▸ Passage given:
::::::::

Hello Starla,
My Chamblee bunch is from the Hodges, or Franklin Co. Al area.
My line is:
Robert Chamblee
Benjamin W. Chamblee
James Burris Chamblee
Robert Thompson Chamblee
Wade Hampton Chamblee
Agnes Chamblee Herring
Don
At 03:39 PM 7/14/2000 -0400, you wrote:
Which of the Chamblees are you related to My grandparents are from
Alabama
as well? Starla Vaught
----- Original Message -----
From: "Don S. Herring" <carman1(a)mindspring.com>
To: <CHAMBLEE-L(a)rootsweb.com>
Sent: Thursday, July 06, 2000 2:35 PM
Subject: Re: [CHAMBLEE] Deliverance and scandals
> At 02:02 PM 7/6/2000 -0400, you wrote:
>
> > Sometimes your research leads you into what is for you a pretty
> > >alien culture. Many of the old timers in my Chamblee/Overton lines
still
> > >live in extremely rural settings and areas. Think "Deliverance"
with
the
> > >people living in a little bit better housing.....<G>
> >
> >Now that's living! No kidding, I'd put up with an outhouse again to
visit
> >the house where my grandma Chamblee lived when I was a child. It had open
> >fireplaces, and a great wood stove, fabulous old feather beds with iron
> >frames, and the most formal looking sofa I have ever seen. We had to haul
> >water up a steep hill from the well, and it was the best tasting water in
> >my experience. Grandpa Chamblee built the house himself. I can smell the
> >woodsmoke from the stove, and biscuits baking, coffee boiling, bacon
> >frying, even now. They had chickens, and a horse, and acres of land with
a
> >great climbing tree and blackberry patches. It was a real child's
paradise.

::::::::

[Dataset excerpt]

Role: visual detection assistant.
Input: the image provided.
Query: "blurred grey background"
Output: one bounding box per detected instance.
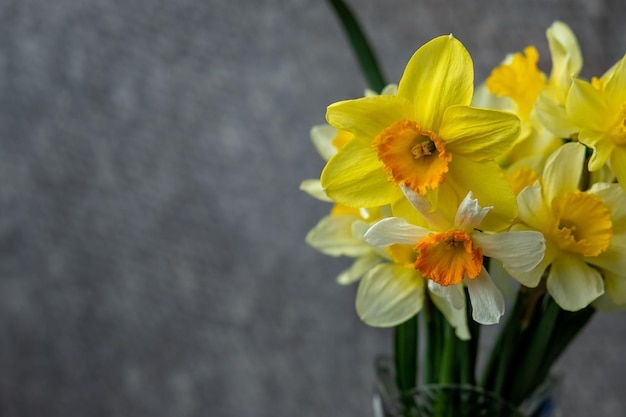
[0,0,626,417]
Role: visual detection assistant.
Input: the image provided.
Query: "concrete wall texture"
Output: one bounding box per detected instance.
[0,0,626,417]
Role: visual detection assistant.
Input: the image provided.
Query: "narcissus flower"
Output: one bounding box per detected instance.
[365,186,545,324]
[475,21,582,167]
[509,142,626,311]
[565,52,626,190]
[321,36,519,229]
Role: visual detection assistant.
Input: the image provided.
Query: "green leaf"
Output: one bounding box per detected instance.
[328,0,385,93]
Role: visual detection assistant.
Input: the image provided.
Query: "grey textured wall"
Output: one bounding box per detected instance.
[0,0,626,417]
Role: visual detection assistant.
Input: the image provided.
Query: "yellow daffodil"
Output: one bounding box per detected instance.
[365,186,545,324]
[306,205,389,285]
[535,22,583,138]
[321,36,519,229]
[509,142,626,311]
[566,52,626,190]
[475,21,582,167]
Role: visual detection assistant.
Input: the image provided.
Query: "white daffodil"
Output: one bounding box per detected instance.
[509,142,626,311]
[365,187,545,326]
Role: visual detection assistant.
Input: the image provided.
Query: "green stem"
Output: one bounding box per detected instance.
[424,292,445,384]
[328,0,385,93]
[394,316,417,392]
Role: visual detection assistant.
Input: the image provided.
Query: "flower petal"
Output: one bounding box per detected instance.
[439,106,520,161]
[517,181,553,230]
[603,270,626,304]
[430,284,471,340]
[300,179,333,203]
[454,191,493,232]
[505,242,556,288]
[578,129,617,171]
[604,55,626,108]
[565,79,609,132]
[547,254,604,311]
[610,146,626,190]
[546,21,583,95]
[543,142,585,201]
[365,217,431,247]
[398,35,474,132]
[326,96,413,141]
[428,280,465,310]
[337,251,383,285]
[439,155,517,231]
[472,230,546,272]
[306,214,372,256]
[400,184,453,230]
[464,268,504,324]
[321,138,393,207]
[535,87,579,138]
[356,264,424,327]
[310,125,337,161]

::::::::

▸ Given task 1: Extract each line of the records that includes the word "flower".
▸ Given task 2: Carry the Chamblee family email forward from its last line.
The email and the records are independent of each other.

▸ Reply 1:
Query: "narcissus flower"
Query: "flower petal"

▸ Reply 2:
> >Don't know if I'd find it quite as charming in this weather though.
>
> My first experience was at about age 5. There was a death in the family
> and my mother and father traveled from Birmingham up to the old home place
> late at night. I was thrown into a bed in which there were 3 or 4 other
> young cousins that I'd never met before. I remember us all snuggling down
> under heavy quilts because it was winter and the only heat in the house
was
> from the kitchen stove or the fireplace in the main room and whispering to
> one another who we were. That was my first exposure to a farm. I
remember
> vividly watching aunt Zora Overton (Chamblee) cooking breakfast the next
> morning and thinking that I wasn't about to eat a brown egg......<G>
>
> >I'm still trying to figure out who the outlaw kin were that reportedly
came
> >to Itawamba and hid out for a while. Supposedly they had committed murder
> >and were hiding, then went back to face their accusers. With all the
> >murderous tempers in the family, it's hard to run down that rumor.
>
> Well, my mother and dad ran off to Itawamba and got married in 1949, but I
> certainly hope they didn't kill anyone in the process.
>
> >Re outlaws
> >I hear tell that my grandfather's cousin was a bootlegger, but I hesitate
> >to give his name since it may offend. Besides, at that time a bootlegger
> >was somebody who made liquor in a dry county. I don't think it was even
> >illegal unless offered for sale. Although it was a scandal within my
> >primitive Baptist family.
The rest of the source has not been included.